List each line of the material that contains the string "query".

(Items listed in a dataset)
:::

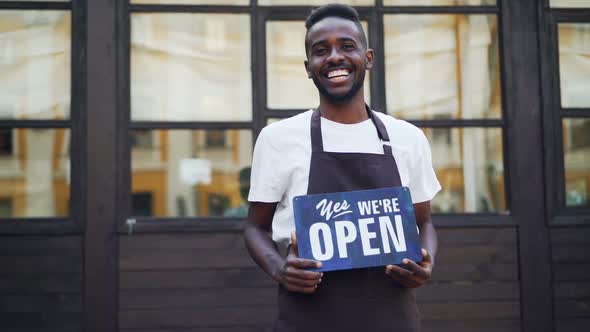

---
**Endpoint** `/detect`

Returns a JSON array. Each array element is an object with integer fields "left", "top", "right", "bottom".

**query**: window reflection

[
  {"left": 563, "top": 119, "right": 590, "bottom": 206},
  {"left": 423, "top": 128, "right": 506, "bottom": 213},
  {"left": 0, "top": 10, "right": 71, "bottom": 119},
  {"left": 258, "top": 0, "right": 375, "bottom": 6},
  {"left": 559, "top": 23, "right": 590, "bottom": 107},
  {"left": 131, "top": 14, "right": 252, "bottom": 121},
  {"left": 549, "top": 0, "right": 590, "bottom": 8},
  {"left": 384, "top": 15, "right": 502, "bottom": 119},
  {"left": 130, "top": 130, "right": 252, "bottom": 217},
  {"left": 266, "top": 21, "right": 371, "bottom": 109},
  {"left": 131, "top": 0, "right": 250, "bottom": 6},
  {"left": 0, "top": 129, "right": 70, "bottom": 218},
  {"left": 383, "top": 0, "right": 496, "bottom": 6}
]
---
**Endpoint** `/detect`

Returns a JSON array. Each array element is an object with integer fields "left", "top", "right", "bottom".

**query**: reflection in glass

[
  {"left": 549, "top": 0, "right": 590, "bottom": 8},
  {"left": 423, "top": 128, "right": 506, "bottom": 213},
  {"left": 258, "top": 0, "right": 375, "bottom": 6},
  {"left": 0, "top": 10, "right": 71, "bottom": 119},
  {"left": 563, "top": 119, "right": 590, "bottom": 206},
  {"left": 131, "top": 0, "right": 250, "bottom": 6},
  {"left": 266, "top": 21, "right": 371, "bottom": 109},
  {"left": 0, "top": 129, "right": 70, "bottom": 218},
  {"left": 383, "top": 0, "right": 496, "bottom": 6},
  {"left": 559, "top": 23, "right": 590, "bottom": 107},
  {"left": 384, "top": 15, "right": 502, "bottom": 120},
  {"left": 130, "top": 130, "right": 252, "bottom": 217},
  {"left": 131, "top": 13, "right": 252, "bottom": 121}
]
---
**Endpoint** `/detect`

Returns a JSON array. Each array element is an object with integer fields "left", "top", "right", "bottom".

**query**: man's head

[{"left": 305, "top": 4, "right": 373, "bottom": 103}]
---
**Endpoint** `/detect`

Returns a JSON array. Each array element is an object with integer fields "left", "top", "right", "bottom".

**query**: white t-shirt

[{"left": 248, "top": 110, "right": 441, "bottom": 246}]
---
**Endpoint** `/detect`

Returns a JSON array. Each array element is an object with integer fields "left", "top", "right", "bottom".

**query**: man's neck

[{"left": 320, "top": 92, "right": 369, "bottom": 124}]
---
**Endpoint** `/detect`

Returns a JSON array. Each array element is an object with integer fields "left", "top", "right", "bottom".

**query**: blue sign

:::

### Written response
**query**: window reflection
**query**: reflection in glass
**query**: man's head
**query**: white t-shirt
**query**: man's neck
**query**: blue sign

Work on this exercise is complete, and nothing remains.